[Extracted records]
┌──
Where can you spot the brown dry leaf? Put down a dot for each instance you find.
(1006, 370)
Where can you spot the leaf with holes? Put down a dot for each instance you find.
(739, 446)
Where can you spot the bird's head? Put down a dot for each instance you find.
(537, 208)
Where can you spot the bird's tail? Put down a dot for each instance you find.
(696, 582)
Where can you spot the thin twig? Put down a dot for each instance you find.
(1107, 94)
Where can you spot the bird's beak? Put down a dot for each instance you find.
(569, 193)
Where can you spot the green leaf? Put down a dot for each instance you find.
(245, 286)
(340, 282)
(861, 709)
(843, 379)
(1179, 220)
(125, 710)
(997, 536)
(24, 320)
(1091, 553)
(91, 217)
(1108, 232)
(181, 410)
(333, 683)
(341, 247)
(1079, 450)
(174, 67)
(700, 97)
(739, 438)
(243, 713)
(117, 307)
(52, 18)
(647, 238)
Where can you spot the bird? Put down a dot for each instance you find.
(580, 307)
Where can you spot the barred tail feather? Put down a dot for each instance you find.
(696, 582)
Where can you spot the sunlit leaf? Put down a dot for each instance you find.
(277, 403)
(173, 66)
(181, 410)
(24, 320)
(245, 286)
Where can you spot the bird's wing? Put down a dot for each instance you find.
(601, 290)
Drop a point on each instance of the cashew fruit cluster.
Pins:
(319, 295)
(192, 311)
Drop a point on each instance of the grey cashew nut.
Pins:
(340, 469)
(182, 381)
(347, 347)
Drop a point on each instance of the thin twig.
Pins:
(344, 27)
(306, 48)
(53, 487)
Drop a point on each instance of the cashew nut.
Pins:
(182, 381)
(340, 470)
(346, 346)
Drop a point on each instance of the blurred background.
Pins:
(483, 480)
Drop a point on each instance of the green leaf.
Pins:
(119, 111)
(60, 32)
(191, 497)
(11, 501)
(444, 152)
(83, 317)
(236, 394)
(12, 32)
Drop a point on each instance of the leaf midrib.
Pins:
└──
WHAT YOU ARE ASKED TO DO:
In the entries above, find each line that includes the string "point" and copy it.

TASK ANSWER:
Drop a point on each instance of the cashew fruit cluster.
Drop a point on each instance of the grey cashew nut.
Drop a point on each instance of the thin twig.
Drop a point on each instance of the cashew nut.
Drop a point on each instance of the blurred background.
Drop a point on each instance of the green leaf.
Drop a point on each instance of the leaf midrib.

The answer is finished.